Source passage =>

A convention for naming an octant is to give its list of signs, e.g. (+,−,−) or (−,+,−). Octant (+,+,+) is sometimes referred to as the first octant, although similar ordinal name descriptors are not defined for the other seven octants. The advantages of using the (±,±,±) notation are its unambiguousness, and extensibility for higher dimensions.

The following table shows the sign tuples together with likely ways to enumerate them.
A binary enumeration with − as 1 can be easily generalized across dimensions. A binary enumeration with + as 1 defines the same order as balanced ternary.
The Roman enumeration of the quadrants is in Gray code order, so the corresponding Gray code is also shown for the octants.

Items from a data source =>
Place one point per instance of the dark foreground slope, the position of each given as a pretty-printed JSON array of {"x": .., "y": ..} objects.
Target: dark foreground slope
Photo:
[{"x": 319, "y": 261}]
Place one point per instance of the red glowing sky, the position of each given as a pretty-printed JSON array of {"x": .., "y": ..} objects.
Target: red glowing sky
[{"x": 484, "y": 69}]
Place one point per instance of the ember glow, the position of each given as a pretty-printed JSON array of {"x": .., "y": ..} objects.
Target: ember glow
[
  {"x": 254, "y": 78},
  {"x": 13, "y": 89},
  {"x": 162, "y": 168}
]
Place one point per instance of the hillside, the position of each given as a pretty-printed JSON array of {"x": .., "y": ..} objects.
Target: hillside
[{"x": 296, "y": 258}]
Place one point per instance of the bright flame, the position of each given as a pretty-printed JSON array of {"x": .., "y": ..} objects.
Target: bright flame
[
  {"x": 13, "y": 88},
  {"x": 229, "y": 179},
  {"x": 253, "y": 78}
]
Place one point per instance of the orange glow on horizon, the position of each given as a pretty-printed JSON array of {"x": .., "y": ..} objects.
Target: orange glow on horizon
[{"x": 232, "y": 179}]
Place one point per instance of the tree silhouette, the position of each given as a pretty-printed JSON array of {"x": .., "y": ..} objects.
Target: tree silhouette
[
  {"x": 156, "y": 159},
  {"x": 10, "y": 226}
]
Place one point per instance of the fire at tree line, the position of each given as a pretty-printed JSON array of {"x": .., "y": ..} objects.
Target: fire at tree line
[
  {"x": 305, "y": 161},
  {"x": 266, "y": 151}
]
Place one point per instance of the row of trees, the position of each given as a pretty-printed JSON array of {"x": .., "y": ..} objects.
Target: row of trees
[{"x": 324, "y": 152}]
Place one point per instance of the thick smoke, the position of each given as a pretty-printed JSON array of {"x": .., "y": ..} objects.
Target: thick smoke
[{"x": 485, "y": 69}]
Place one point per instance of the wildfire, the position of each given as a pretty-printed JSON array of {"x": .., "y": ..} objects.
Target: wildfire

Work to complete =>
A – Retype the part of the passage on octants that opens with the words containing "A convention for" and closes with "to enumerate them.".
B – According to the passage on octants, in what order is the Roman enumeration of the quadrants?
The listing is not needed for any of this work.

Expected responses =>
A –
A convention for naming an octant is to give its list of signs, e.g. (+,−,−) or (−,+,−). Octant (+,+,+) is sometimes referred to as the first octant, although similar ordinal name descriptors are not defined for the other seven octants. The advantages of using the (±,±,±) notation are its unambiguousness, and extensibility for higher dimensions.

The following table shows the sign tuples together with likely ways to enumerate them.

B – It is in Gray code order.